— START OF DATA LINES —

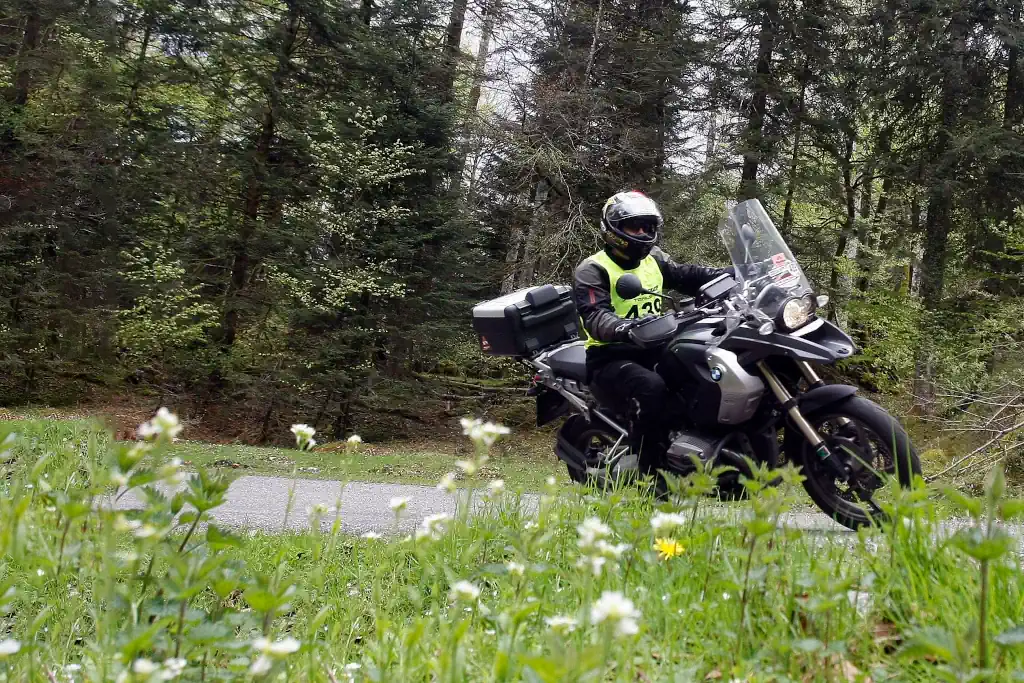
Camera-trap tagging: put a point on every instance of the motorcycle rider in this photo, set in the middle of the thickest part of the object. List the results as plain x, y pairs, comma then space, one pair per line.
620, 373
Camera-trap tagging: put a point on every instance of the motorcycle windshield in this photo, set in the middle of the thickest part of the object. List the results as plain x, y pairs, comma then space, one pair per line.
759, 252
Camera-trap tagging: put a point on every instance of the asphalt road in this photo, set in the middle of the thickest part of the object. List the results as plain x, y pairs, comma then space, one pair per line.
260, 503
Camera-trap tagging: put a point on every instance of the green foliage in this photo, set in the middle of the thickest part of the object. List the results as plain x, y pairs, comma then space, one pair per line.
168, 315
160, 591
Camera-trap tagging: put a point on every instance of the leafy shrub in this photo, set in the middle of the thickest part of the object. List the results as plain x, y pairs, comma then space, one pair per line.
566, 586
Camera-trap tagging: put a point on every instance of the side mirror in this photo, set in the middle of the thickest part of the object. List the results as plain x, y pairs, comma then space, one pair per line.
747, 235
629, 287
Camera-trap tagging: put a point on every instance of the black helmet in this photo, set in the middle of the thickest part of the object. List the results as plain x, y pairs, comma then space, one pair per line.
630, 224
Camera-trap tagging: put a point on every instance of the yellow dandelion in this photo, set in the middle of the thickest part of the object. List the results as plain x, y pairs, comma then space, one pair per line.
668, 548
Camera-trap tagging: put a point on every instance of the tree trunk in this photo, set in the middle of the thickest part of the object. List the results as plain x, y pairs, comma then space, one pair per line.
479, 75
532, 237
593, 44
849, 226
754, 151
26, 58
453, 50
938, 220
24, 71
795, 159
712, 139
243, 261
136, 83
512, 260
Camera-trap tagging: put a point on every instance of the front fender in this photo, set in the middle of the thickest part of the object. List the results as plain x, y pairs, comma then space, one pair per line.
815, 399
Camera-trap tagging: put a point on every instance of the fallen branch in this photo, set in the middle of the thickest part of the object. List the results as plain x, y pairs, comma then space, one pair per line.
980, 449
468, 385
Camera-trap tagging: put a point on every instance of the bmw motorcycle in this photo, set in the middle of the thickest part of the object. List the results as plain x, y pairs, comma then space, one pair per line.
739, 363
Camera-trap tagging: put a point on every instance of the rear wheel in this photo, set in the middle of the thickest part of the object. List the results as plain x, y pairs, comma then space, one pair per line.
597, 443
870, 442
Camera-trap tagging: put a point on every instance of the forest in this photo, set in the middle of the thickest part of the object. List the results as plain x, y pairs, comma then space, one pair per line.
267, 211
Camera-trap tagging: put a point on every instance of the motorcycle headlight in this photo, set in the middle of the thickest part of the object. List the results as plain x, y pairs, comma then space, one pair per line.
795, 313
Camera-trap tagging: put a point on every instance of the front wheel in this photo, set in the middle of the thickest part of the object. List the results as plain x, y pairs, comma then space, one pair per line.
873, 446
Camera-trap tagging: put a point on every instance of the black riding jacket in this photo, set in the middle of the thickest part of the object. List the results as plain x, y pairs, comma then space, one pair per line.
593, 298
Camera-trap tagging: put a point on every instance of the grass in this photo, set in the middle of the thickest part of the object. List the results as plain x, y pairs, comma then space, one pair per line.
104, 594
525, 464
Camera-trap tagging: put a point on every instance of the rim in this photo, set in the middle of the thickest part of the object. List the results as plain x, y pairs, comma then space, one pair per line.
868, 454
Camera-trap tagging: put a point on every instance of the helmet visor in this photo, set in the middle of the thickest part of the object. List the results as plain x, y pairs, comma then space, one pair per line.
639, 227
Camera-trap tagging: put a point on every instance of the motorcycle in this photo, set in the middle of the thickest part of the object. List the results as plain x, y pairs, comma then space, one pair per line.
739, 364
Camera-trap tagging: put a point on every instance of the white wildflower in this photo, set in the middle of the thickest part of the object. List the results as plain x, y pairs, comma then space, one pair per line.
304, 436
145, 531
614, 608
8, 646
260, 666
480, 432
464, 591
164, 424
276, 649
666, 522
143, 667
446, 483
561, 625
605, 549
317, 512
173, 668
122, 523
594, 563
468, 467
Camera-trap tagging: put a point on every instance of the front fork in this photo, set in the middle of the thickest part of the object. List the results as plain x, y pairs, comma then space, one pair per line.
793, 410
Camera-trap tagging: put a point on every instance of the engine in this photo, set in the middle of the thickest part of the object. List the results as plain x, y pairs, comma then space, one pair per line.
684, 445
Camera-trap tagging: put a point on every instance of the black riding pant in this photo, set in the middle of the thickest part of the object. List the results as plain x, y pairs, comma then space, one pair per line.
639, 393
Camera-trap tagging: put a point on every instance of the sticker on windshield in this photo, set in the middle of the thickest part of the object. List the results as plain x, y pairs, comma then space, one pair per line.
783, 274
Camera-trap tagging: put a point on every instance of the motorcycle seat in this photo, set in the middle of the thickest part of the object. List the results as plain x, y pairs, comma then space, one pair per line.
570, 361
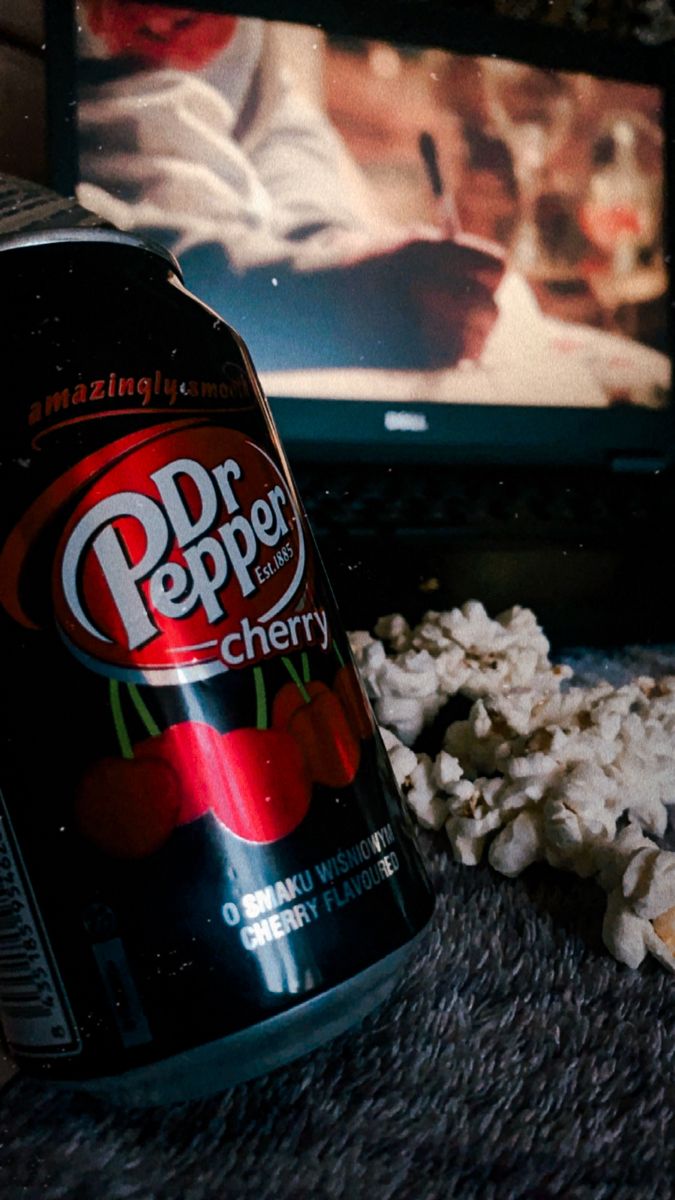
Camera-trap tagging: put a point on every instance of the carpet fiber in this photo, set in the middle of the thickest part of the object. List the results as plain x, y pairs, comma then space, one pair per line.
517, 1060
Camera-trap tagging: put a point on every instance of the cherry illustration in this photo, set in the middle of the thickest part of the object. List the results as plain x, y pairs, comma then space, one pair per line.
264, 787
127, 807
193, 753
348, 688
312, 713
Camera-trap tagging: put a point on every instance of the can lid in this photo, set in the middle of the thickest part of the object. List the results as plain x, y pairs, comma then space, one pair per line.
31, 215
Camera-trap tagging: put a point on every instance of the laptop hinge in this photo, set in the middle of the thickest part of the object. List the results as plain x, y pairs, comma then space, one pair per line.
638, 463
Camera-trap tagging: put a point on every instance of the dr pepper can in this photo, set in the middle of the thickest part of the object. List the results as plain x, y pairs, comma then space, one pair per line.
205, 868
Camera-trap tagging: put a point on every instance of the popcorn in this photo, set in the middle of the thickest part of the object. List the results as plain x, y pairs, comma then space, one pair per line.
519, 844
543, 767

— END OF DATA LINES —

▶ TASK DIRECTIONS: Every entry above is to be set down exactly; the pictures are to be left out.

▶ WRITTEN ANSWER:
Camera-trap tagging: put a point on every instance of the motorcycle rider in this photo, set in the middle of the thickest part of the object. List the results as plain x, y pairs, comma then space, one pair per line.
620, 373
Camera-trap tagging: put a point on every instance of the motorcycle windshield in this photo, set in the middle of the thickest part of the object. List the results as plain x, y pairs, comma then space, one pair per line.
759, 252
Camera-trap tagging: put a point on every instance of the asphalt road in this photo, set in the middle of the thickest part of the object. List the results as plain x, y pairs, comma then space, one pair per line.
260, 503
Camera-trap tagging: put a point on every instance of the green foliage in this photo, set in the middle of the thickest part of the object. List the results as plain x, y pairs, comma then space, one pair per line.
168, 315
160, 591
Camera-trap tagging: put a point on every instance of the leafy shrub in this photo, set in the middle of the thickest part of the object. List the results as plain x, y pairs, comma then space, one pair per line.
566, 586
Camera-trap tagging: put a point on every instance of the side mirror in this photo, set in the middle of the thickest part of the object. List the results as plain x, y pairs, comma then space, one pair per line.
747, 235
629, 287
Camera-trap tagging: put a point on every instance of the black helmet in this photo, set in the middle of the thickest part of the object. List the results as plain x, y pairs, comma then space, one pair per line.
630, 224
Camera-trap tagging: put a point on every instance of the yellow dandelion in this photo, set in the middle of the thickest part of the object. List the results as plain x, y pairs, comma then space, one pair per line.
668, 548
Camera-trap tagging: put a point on every instance of the tree trunk in this photo, set in the middle of the thickest part of the object. List the results as plain x, y pairs, comma then space, one pair per line.
479, 75
532, 237
593, 44
849, 226
754, 151
26, 58
453, 50
938, 220
24, 71
795, 159
712, 139
243, 261
136, 83
512, 260
Camera-trap tagging: put a point on every instance of the front fender in this photo, set in the middle of the thickest part of the object. List the results as plain x, y pairs, comma then space, one pair per line.
815, 399
Camera-trap tagging: put a point on every instance of the fallen branch in this photo, set in the middle of the thickest part of the object. List the results as plain x, y pairs, comma then space, one pair per line.
980, 449
468, 385
Camera-trap tagging: put a point on every instance of the bmw motorcycle in this photo, set in the middle of the thickest part of the object. List the results as plain x, y pairs, comma then space, one pair per line.
739, 363
Camera-trap tagging: put a point on every instance of the rear wheel in this photo, set in the middle of the thickest part of the object. List the results as plain x, y pairs, comma then space, one pair per line.
597, 443
870, 442
Camera-trap tagging: put a point on every instance of the forest in this photo, set in the middle of the thickest part of the object. List the results as plain x, y pairs, comma then space, one pair per line.
267, 211
Camera-trap tagging: put a point on every instance of the motorcycle headlight in this photo, set in the middle of the thickest part of the object. List the results as plain x, y pairs, comma then space, one pair per line.
795, 313
Camera-trap tagging: put a point on every instance of the front wheel in this photo, set in the middle of the thickest part of the object. List the results as plain x, y pairs, comma then space, one pair per line.
873, 446
Camera-trap tagging: put a point on every instance of the black riding jacket in this photo, set in the middle of the thickest part of the object. List the results as plain x, y pairs, comma then space, one pair per line.
593, 298
Camera-trap tagging: put a point on every instance of the grass in this photo, set in the middle of the thickest part of the object. List the results as plain x, y pairs, comma then space, one pair per line.
104, 594
525, 464
Camera-trap tagging: put a point on every instance of the rim in this photo, set in the middle of the thickest part of the object. List the results as plain x, y pairs, comma then space, one pair per line.
868, 454
Camera-trap tagging: put a point on every instance of the helmet visor in this photo, set in the middle of the thickest part of the object. List the results as plain x, y pairs, comma then space, one pair per line.
639, 227
Camera-trap tagging: put a point on every instance of the motorcycle in this photo, set in the middle of the thickest part of the object. List the results as plain x, y pairs, comma then space, one pair per line.
739, 364
Camera-trap tagging: put a point on every instance of the white wildflower in this photo, set in the middle of the thickest part of the object. List the results as plain x, y pairs, comma then space, one pair per line.
304, 436
145, 531
614, 608
8, 646
260, 666
480, 432
464, 591
164, 424
276, 649
666, 522
143, 667
446, 483
561, 625
605, 549
317, 512
173, 668
122, 523
594, 563
468, 467
Camera-trap tagging: put a point on every instance of the front fork in this photo, set in the middle of the thickest part of the object. List the results as plain x, y pairs, comma then space, one pair per line.
793, 410
Camera-trap tagging: put a point on every instance of the engine in this photo, set in the middle of the thickest part of the object. List the results as plain x, y pairs, comma then space, one pair per line.
684, 445
Camera-trap tagging: put a point on every instance of the black riding pant in this photo, set in the middle of the thickest part of the object. List the results as plain x, y pairs, comma then space, one pair per line.
639, 393
Camera-trap tagging: put a point on every instance of the sticker on windshield in this photo, set in the middle of the thickest part of the object. List the results as plain x, y pairs, comma then space, one pair per line.
783, 274
Camera-trap tagging: put a point on every instance of the motorcycle seat in this photo, set in the middle of the thickest part of the object. List the results as plain x, y pairs, comma then space, one pair per line.
570, 361
Camera-trap tagging: put a point on every instance of the carpet fiber in this photo, set in the middle of the thickest part of the object. List the results as plain x, y pairs, comma then space, one pair per line.
517, 1060
Camera-trap tagging: put a point on every instance of the cherry illustration in this photo, set in the middle of the thickest part of the object. List the results as plain x, y pairs, comma then space, one pair per line.
264, 787
127, 807
193, 753
348, 688
312, 713
Camera-trap tagging: put a point on every instance of the can lid in this photo, set in the middle of the thickest part of the object. List the results as plain x, y pairs, comma then space, one pair per line.
31, 215
Camera-trap tagging: put a point on every instance of the laptop hinge in this photo, set in the middle of the thickest part of the object. List the results as plain x, y pairs, comma then space, one pair per line.
638, 463
Camera-trap tagging: put a point on every instance of the dr pepper can in this photo, set in the middle of the thickest part of the object. List the results as plain x, y pairs, comma then space, one pair per line.
205, 868
Camera-trap tagging: put a point on every instance of the popcorn in this photo, set in the middle of the thickest part of the object. List the results as plain x, y pairs, comma then space, one pair per line.
519, 844
543, 767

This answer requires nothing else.